**DATASET EXTRACT:**
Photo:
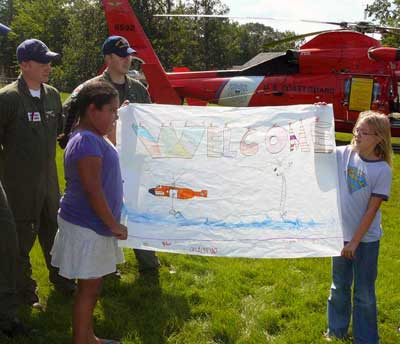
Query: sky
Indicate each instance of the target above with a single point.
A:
(322, 10)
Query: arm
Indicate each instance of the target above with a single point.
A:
(89, 169)
(373, 206)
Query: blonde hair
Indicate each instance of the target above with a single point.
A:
(380, 124)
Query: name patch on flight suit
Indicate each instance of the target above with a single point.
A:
(34, 117)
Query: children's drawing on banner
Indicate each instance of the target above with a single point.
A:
(255, 182)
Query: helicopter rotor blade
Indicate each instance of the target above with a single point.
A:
(220, 16)
(360, 26)
(292, 38)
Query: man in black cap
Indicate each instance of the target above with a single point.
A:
(9, 322)
(118, 57)
(30, 119)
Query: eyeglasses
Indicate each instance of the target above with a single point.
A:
(362, 133)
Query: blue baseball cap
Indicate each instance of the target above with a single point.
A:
(35, 50)
(117, 45)
(4, 29)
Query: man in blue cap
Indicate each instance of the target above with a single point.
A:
(30, 119)
(10, 325)
(118, 57)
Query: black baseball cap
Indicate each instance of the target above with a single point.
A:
(4, 29)
(35, 50)
(117, 45)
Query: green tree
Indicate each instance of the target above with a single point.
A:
(386, 12)
(82, 57)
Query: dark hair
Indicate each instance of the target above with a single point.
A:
(95, 92)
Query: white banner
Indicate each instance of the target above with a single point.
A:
(242, 182)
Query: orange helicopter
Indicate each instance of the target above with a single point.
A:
(176, 192)
(344, 67)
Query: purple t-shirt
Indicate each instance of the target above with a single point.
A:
(75, 207)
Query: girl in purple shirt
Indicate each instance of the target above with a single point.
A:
(85, 246)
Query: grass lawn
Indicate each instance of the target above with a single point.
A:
(221, 300)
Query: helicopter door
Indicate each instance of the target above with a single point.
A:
(362, 91)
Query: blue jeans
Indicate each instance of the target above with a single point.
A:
(363, 270)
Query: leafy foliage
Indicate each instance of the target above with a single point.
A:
(77, 28)
(386, 12)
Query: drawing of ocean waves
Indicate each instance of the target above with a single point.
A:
(179, 220)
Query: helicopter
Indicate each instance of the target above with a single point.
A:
(343, 67)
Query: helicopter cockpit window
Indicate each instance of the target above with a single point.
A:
(376, 91)
(347, 87)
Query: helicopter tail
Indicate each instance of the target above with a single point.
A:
(189, 101)
(122, 21)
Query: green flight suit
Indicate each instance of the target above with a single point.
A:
(135, 92)
(28, 132)
(8, 264)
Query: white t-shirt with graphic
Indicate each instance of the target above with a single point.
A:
(359, 179)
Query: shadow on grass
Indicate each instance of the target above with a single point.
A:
(140, 312)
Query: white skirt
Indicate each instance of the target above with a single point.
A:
(81, 253)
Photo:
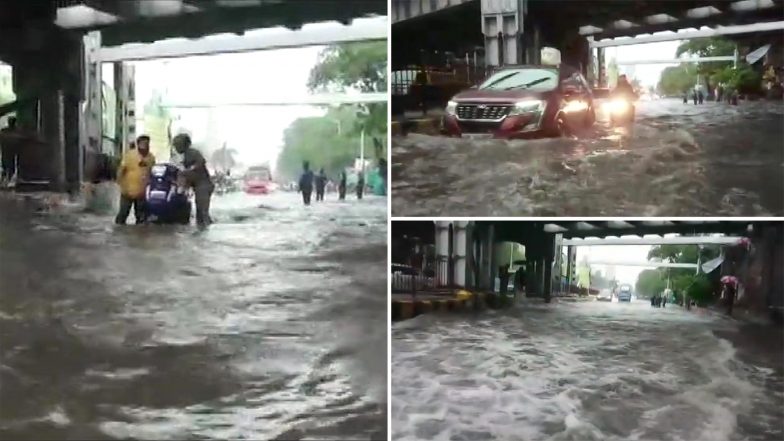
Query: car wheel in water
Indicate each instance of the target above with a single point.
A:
(590, 118)
(561, 128)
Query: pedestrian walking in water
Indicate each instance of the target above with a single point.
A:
(196, 176)
(10, 151)
(321, 184)
(306, 183)
(133, 175)
(342, 186)
(360, 185)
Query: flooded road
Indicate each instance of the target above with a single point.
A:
(590, 371)
(678, 160)
(269, 325)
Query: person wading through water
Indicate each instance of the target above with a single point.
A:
(342, 186)
(196, 176)
(321, 184)
(306, 183)
(133, 175)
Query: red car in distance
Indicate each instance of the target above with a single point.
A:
(258, 180)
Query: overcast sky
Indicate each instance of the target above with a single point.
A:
(648, 74)
(616, 253)
(255, 132)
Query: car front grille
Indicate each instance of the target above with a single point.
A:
(477, 127)
(492, 112)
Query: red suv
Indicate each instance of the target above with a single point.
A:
(522, 101)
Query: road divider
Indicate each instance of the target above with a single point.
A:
(460, 301)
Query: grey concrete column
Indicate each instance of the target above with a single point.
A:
(53, 130)
(442, 252)
(601, 72)
(459, 246)
(502, 27)
(547, 289)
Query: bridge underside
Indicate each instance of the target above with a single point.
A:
(56, 70)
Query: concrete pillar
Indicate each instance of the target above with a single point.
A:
(442, 252)
(502, 27)
(90, 139)
(459, 246)
(547, 288)
(601, 72)
(571, 256)
(53, 131)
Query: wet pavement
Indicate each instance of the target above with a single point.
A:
(587, 371)
(269, 325)
(677, 160)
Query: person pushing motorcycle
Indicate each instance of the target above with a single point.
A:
(196, 176)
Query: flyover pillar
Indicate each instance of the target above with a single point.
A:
(459, 247)
(503, 30)
(548, 279)
(442, 253)
(601, 75)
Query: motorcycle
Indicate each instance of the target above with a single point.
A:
(621, 110)
(168, 202)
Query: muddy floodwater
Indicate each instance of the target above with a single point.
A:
(590, 371)
(677, 160)
(269, 325)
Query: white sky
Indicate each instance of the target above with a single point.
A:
(648, 74)
(616, 253)
(255, 132)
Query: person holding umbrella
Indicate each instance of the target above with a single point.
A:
(729, 288)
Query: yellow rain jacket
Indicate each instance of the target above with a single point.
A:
(134, 173)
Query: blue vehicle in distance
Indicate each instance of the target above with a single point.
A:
(625, 293)
(167, 201)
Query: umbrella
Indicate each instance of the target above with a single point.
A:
(744, 242)
(729, 280)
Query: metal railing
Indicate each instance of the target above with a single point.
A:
(410, 280)
(430, 85)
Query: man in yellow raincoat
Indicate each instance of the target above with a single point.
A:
(133, 175)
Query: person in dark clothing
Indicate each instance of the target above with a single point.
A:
(729, 294)
(360, 185)
(342, 186)
(10, 151)
(306, 183)
(321, 183)
(196, 176)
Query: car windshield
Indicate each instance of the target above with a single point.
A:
(258, 174)
(524, 78)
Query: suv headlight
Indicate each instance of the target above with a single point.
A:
(527, 106)
(451, 108)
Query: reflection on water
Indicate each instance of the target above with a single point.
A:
(266, 325)
(680, 160)
(586, 371)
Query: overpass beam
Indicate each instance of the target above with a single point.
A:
(442, 253)
(503, 30)
(459, 245)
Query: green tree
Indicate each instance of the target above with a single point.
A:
(318, 141)
(650, 282)
(708, 47)
(361, 66)
(675, 80)
(224, 158)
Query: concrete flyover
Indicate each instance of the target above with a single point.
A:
(449, 33)
(62, 106)
(467, 248)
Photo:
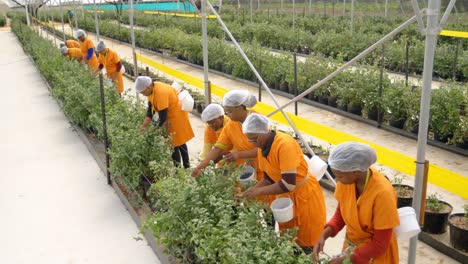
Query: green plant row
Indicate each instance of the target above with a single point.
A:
(197, 220)
(327, 36)
(330, 37)
(354, 87)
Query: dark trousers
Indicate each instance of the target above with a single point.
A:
(181, 152)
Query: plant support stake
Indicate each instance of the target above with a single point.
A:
(104, 125)
(260, 79)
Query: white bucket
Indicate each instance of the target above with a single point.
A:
(317, 167)
(283, 209)
(409, 226)
(248, 176)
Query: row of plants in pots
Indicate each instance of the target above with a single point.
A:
(331, 41)
(437, 215)
(2, 20)
(354, 90)
(197, 220)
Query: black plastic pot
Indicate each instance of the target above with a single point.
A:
(355, 108)
(398, 123)
(458, 236)
(436, 222)
(404, 201)
(323, 99)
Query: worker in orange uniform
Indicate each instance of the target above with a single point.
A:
(110, 60)
(231, 139)
(286, 174)
(367, 206)
(163, 99)
(71, 44)
(214, 117)
(72, 53)
(87, 50)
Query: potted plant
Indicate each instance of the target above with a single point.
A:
(404, 192)
(459, 230)
(436, 215)
(395, 104)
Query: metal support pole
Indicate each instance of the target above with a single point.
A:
(205, 51)
(295, 82)
(251, 12)
(348, 64)
(132, 36)
(454, 71)
(96, 21)
(104, 126)
(431, 40)
(260, 79)
(61, 18)
(407, 63)
(294, 14)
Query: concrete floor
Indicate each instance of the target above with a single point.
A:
(56, 204)
(425, 254)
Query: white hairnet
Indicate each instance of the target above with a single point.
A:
(238, 97)
(211, 112)
(256, 123)
(101, 46)
(80, 33)
(142, 83)
(64, 50)
(352, 156)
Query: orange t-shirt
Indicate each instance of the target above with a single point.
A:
(376, 210)
(178, 124)
(85, 45)
(72, 44)
(74, 53)
(309, 203)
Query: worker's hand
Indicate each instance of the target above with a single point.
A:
(196, 172)
(251, 192)
(231, 156)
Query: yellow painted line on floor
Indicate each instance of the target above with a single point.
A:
(444, 178)
(453, 33)
(178, 14)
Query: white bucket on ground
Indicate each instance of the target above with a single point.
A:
(409, 226)
(283, 209)
(248, 176)
(317, 166)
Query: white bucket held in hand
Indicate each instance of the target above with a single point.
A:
(317, 167)
(248, 176)
(283, 209)
(409, 226)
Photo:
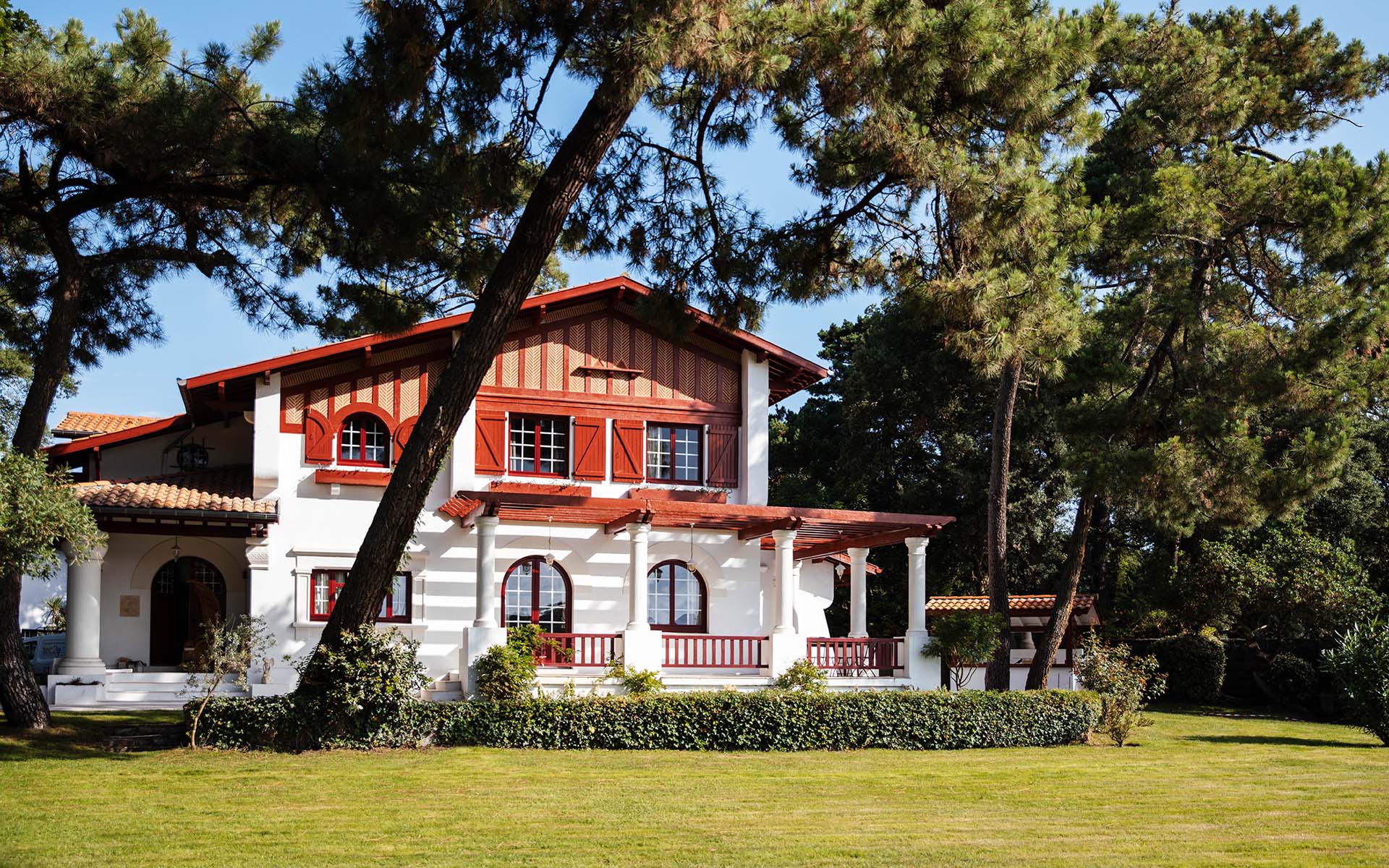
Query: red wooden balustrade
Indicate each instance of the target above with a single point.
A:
(700, 652)
(854, 656)
(575, 649)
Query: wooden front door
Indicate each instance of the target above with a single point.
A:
(185, 595)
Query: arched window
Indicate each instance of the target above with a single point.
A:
(676, 599)
(535, 592)
(365, 441)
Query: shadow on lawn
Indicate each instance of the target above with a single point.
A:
(1294, 741)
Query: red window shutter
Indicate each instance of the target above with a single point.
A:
(628, 451)
(590, 449)
(723, 456)
(492, 443)
(318, 439)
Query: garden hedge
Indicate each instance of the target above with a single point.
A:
(1195, 667)
(771, 720)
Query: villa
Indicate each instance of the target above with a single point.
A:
(608, 485)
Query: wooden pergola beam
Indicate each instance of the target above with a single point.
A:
(620, 524)
(764, 528)
(836, 546)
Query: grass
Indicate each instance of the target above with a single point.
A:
(1199, 791)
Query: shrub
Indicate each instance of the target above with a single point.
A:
(1292, 678)
(226, 650)
(637, 682)
(1194, 664)
(1124, 684)
(1360, 664)
(803, 677)
(964, 639)
(360, 696)
(776, 720)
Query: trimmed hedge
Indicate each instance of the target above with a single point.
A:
(770, 720)
(1195, 667)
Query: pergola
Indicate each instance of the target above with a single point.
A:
(795, 534)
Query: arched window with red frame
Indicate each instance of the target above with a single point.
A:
(535, 592)
(676, 599)
(365, 441)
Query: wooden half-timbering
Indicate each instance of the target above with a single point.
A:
(593, 359)
(392, 386)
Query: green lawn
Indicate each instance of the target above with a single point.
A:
(1199, 791)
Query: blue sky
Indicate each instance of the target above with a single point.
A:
(205, 332)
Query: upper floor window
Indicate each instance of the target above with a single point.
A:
(328, 584)
(674, 453)
(676, 597)
(539, 445)
(535, 592)
(365, 441)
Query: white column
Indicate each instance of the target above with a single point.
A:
(785, 582)
(857, 593)
(486, 578)
(916, 582)
(922, 673)
(637, 576)
(84, 653)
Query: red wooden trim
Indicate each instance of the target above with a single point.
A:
(643, 493)
(138, 433)
(335, 477)
(670, 626)
(537, 561)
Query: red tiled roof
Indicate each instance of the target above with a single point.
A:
(224, 489)
(1020, 605)
(85, 424)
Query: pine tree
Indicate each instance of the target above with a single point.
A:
(1242, 327)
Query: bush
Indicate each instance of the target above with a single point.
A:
(1195, 665)
(720, 720)
(506, 673)
(362, 696)
(803, 677)
(1124, 684)
(1292, 678)
(1360, 664)
(776, 720)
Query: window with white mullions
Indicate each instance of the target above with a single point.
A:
(539, 445)
(365, 441)
(674, 453)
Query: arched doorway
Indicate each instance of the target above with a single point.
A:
(185, 595)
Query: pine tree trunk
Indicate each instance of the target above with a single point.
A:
(20, 694)
(1066, 588)
(511, 279)
(999, 673)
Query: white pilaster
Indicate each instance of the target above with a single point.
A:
(785, 582)
(485, 610)
(638, 567)
(84, 652)
(924, 673)
(857, 593)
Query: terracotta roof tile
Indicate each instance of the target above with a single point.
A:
(1017, 603)
(224, 489)
(87, 424)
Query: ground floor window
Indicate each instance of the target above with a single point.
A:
(676, 597)
(328, 584)
(535, 592)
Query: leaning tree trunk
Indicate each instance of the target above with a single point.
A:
(20, 694)
(999, 671)
(1070, 579)
(511, 279)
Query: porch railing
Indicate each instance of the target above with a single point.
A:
(839, 656)
(702, 652)
(575, 649)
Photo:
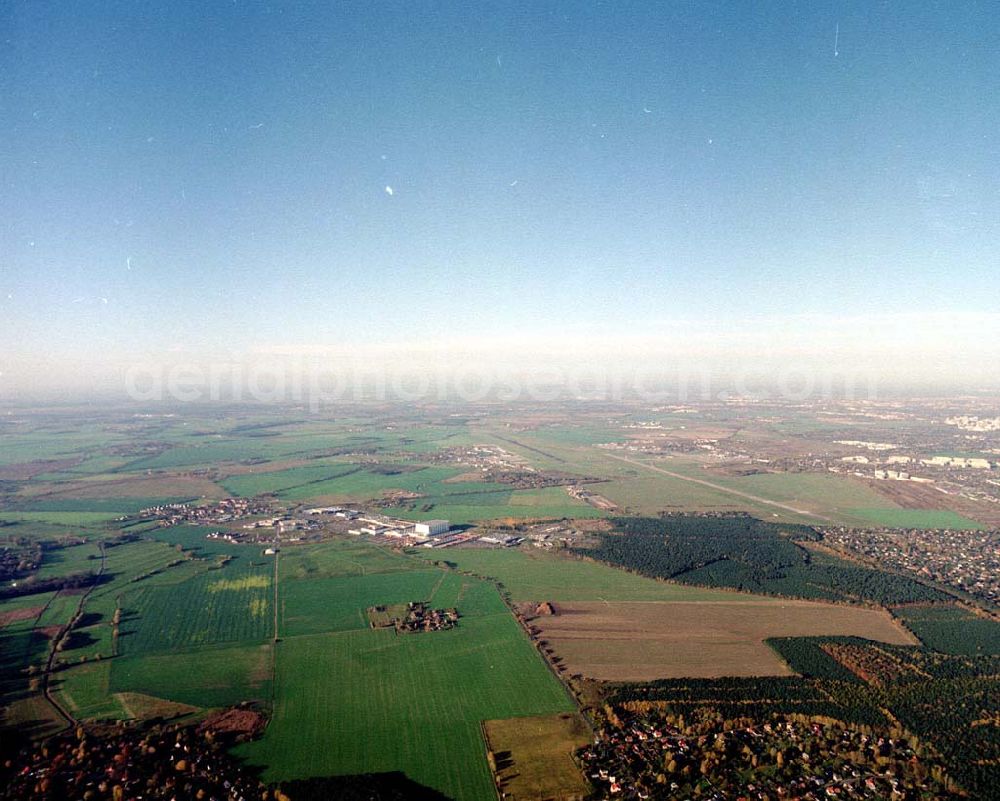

**THE PROBLEM:** Search term "distance": count the lines of the listing in which it appears, and give the number with nothing further.

**EXPECTED ANSWER:** 2